> PAGE EXCERPT
#####

Minnesota Twins: Offensive development of Byron Buxton

While baseball has many tremendous outfielders, none are Buxton’s equal on defense. We’re not just blown away by how he chases down balls that seem sure to be extra bases. We’re also blown away by how he can consistently make difficult plays look exceptionally easy. The problem with Buxton has always been his offense.

He’s a career .237/.295/.406 hitter. In the second half of 2017, Buxton seemed to turn a corner. He slashed at .300/.347/.546 and hit 11 home runs — more than good enough for a centerfielder with his defensive prowess. But turning the corner and having a great second half is one thing. Doing it for a full season is another. If Buxton can do that, then this Minnesota team has a lineup that will be tough to deal with not just in 2018, but in future seasons as well.

Arizona Diamondbacks: Will the pitching hold up?

Even with the departure of J.D. Martinez, we can say with reasonable certainty that the Diamondbacks will score plenty of runs. A return trip to the playoffs will hinge on how well Arizona prevents those runs.

A season ago, the Diamondbacks were fantastic at run prevention. They had the third lowest staff ERA in baseball at 3.66. While Zack Greinke was the clear ace of the staff, that was also aided by pitchers like Taijuan Walker and Robbie Ray, who both had career years. While Patrick Corbin didn’t have a career year, his 2017 ERA was more than a full point lower than 2016’s. For Arizona to compete in a strong National League (especially National League West), those gentlemen will all have to have similar — or even better — seasons.

Oakland Athletics: Development of Sean Manaea

We’re reasonably confident that Matt Olson will fall off of his pace from 2017. If he doesn’t, then he’ll challenge the single-season home run record. But even with that noted, the A’s are like the Diamondbacks. They’re going to score a lot of runs. Competing will depend on them preventing runs.

Entering spring, our focus was on Sean Manaea and Jharrel Cotton. With Cotton now on the shelf due to Tommy John Surgery, Manaea gets our attention. Manaea had some bright spots in 2017, but with a 4.37 ERA and 1.40 WHIP, there was room to improve. Thus far, he’s having a nice spring, posting a 2.53 ERA in Cactus League action. That’s the kind of step forward Oakland is going to need. Kendall Graveman is a nice pitcher, but he’s not an ace. If the Athletics are going to seriously compete this season (or really, in the near future), Manaea is going to have to take steps towards becoming that front line guy.

#####

> SOURCE MATERIAL
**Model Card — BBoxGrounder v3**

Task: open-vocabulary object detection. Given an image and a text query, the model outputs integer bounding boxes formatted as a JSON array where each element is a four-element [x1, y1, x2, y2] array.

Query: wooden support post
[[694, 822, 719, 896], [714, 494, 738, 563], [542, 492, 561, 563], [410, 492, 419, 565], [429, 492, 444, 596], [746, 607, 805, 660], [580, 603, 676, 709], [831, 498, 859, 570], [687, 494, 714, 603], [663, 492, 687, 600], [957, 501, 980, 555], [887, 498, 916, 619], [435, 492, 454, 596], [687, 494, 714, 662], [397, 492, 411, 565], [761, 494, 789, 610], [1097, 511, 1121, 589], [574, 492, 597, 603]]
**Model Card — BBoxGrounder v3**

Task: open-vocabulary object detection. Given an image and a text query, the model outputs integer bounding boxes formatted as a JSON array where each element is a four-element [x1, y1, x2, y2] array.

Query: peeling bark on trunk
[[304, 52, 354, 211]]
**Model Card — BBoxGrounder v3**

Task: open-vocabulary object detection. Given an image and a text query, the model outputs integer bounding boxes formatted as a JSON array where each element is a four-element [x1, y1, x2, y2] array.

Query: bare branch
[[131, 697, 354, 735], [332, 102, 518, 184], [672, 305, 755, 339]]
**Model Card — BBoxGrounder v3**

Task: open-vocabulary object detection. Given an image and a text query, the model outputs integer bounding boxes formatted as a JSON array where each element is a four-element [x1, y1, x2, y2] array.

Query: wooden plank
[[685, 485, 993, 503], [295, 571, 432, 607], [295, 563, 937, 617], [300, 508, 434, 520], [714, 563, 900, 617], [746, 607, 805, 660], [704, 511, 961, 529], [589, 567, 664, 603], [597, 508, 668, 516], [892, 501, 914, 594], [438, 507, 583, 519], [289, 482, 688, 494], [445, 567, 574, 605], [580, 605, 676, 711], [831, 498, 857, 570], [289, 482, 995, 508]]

#####

> PROBLEM TO SOLVE
For each statement, say whether the baseball excerpt agrees with it. Answer yes or no, and quote the exact words from the excerpt that decide it. (a) Byron Buxton is a career .237/.295/.406 hitter. (b) The Diamondbacks had the lowest staff ERA in baseball a season ago. (c) Jharrel Cotton is out because of Tommy John Surgery.

> RESULT OF THIS TASK
(a) Yes: "He’s a career .237/.295/.406 hitter."
(b) No: "They had the third lowest staff ERA in baseball at 3.66."
(c) Yes: "With Cotton now on the shelf due to Tommy John Surgery"